**Work instructions:**
Copy out the lines of the material below without change, from the line containing "Spot each green tree in this picture." down to the line containing "[505,574,554,621]", both ends included.

[Data records]
# # # #

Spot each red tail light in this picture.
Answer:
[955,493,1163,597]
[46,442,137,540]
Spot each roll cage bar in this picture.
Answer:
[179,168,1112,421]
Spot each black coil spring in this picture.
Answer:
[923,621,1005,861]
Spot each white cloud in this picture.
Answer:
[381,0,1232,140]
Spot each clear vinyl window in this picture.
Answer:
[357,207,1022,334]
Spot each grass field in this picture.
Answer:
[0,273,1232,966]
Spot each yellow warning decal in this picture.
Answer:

# # # #

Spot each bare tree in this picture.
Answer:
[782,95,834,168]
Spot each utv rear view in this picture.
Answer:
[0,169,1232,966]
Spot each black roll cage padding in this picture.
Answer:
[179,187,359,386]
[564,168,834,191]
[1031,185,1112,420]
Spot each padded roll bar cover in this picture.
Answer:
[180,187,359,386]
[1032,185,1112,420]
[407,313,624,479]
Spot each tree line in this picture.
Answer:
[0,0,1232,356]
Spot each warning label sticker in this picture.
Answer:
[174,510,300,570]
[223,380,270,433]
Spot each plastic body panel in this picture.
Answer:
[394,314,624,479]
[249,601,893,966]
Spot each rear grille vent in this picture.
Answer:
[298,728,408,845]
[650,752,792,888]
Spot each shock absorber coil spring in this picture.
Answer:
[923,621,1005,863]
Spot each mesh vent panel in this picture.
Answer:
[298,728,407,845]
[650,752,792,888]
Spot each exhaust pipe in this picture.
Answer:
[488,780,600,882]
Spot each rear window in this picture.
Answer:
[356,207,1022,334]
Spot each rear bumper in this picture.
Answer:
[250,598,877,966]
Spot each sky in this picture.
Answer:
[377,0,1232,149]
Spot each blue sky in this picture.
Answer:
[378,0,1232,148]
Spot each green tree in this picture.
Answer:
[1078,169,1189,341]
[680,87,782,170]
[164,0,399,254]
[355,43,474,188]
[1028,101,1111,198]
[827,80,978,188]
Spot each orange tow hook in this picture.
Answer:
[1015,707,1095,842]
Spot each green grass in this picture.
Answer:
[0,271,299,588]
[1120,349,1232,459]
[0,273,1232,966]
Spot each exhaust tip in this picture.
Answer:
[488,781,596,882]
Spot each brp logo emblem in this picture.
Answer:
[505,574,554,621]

# # # #

**Output of the task:**
Spot each green tree in this picture.
Answer:
[1078,169,1189,341]
[680,87,782,170]
[164,0,399,254]
[355,43,474,188]
[1028,101,1111,198]
[827,80,978,188]
Spot each orange tow hook in this picture.
Answer:
[1015,707,1095,842]
Spot each green grass in this picture.
Answer:
[0,271,299,588]
[1120,349,1232,459]
[0,273,1232,966]
Spot each exhaust tip in this picture.
Answer:
[488,781,596,882]
Spot each brp logo emblem in this picture.
Answer:
[505,574,554,621]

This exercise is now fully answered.